Reading text Block Start

Children of a Lesser God

The doe-eyes of the eight-year-old, as happy grazing her horses as a child running around in the security of Delhi's gated colonies, will continue to yell into our ears, asking "why are children born to be different?"

I made deliberate efforts that the noise and visuals from Kathua don’t reach my ears and eyes or at least I maintain a healthy distance from them.

Why? Because I am a coward.

I love my peace and this fragile peace is shattered by those attractive doe-eyes every time they peep at me from purple banners of a protest march or through the LCD screens of my existentiality. Those eyes don’t let me live in my cocoon of hope.

Yet, despite all efforts, I failed. I failed not because the noise-papers and the talk-TVs were all over the story, but because I have an eight-year-old at home – live and ticking, a little packet of dynamite with equally big and expressive eyes, with an equal quantum of life pouring out from each and every muscle of his tiny eight-year-old body. My own flesh and bones, a constant aide-mémoire of what life is for an eight-year-old. The fun, the frolics, the carelessness and the bounty of innocence and laughter, the limitless love for amma (who cares, whether biological or adopted) and the stainless security from abba (who cares, whether a nomad pauper or a respectably earning doctor), it’s all a part of the biological clock which governs their being.

It’s an interesting age. At eight you begin to realise what death is but never expect to meet it face to face. You understand the meaning of truth, but are too young to fathom the details of an honest lie. It’s the age when you play with friends and follow strangers into dens of hate, with equal zest and inquisitiveness; also the age when the tiny gypsies of wonderland rush in open daffodil fields to bring their ponies home, and an age when children of well-earning doctors run around within the security of gated colonies of suburban Delhi.

Reading text Block End
Data section Block Start

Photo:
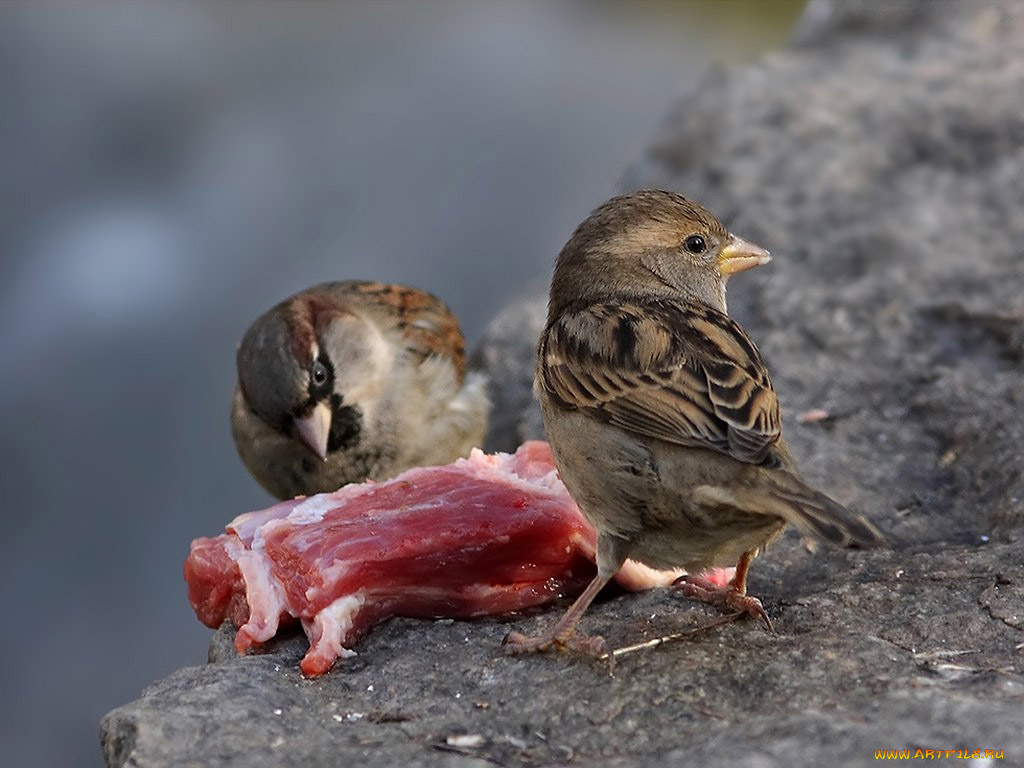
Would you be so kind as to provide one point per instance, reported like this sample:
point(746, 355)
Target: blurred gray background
point(169, 170)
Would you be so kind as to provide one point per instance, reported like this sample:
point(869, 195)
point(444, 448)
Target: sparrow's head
point(647, 244)
point(293, 364)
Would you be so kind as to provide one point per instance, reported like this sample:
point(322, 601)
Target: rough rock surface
point(880, 157)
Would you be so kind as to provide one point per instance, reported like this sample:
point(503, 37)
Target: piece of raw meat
point(487, 535)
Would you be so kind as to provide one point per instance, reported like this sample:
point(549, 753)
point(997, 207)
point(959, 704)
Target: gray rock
point(881, 157)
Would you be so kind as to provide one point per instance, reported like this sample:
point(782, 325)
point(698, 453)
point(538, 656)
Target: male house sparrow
point(658, 408)
point(349, 381)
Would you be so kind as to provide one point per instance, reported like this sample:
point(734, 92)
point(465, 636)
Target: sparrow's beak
point(739, 255)
point(314, 429)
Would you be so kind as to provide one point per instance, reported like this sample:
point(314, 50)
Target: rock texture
point(881, 157)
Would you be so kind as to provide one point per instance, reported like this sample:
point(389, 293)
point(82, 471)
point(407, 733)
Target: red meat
point(486, 535)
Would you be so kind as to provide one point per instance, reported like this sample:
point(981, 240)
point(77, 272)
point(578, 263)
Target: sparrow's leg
point(733, 595)
point(609, 559)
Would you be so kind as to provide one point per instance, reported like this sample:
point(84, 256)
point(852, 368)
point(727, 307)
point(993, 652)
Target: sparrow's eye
point(318, 374)
point(695, 245)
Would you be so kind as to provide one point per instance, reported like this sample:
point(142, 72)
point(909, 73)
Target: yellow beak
point(738, 255)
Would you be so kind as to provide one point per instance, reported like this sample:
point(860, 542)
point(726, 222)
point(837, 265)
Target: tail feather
point(823, 517)
point(784, 495)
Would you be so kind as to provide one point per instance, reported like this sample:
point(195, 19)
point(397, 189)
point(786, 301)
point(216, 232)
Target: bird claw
point(728, 596)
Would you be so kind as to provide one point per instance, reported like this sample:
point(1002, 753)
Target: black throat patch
point(346, 424)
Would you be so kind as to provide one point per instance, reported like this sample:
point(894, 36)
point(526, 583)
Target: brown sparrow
point(663, 420)
point(352, 381)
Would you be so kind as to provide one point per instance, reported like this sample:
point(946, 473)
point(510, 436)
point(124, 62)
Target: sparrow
point(659, 411)
point(352, 381)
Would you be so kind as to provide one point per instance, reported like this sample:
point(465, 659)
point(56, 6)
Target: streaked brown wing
point(674, 371)
point(424, 321)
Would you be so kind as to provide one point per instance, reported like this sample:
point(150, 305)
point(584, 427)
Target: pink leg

Data section Block End

**What to work on:**
a) Reproduce the Children of a Lesser God piece word for word between "Children of a" and "am a coward.", inclusive.
b) List every description of a parent given inside parentheses in the Children of a Lesser God piece.
None of the records is needed here.

**Written answers:**
a)
Children of a Lesser God

The doe-eyes of the eight-year-old, as happy grazing her horses as a child running around in the security of Delhi's gated colonies, will continue to yell into our ears, asking "why are children born to be different?"

I made deliberate efforts that the noise and visuals from Kathua don’t reach my ears and eyes or at least I maintain a healthy distance from them.

Why? Because I am a coward.

b)
biological
adopted
a nomad pauper
a respectably earning doctor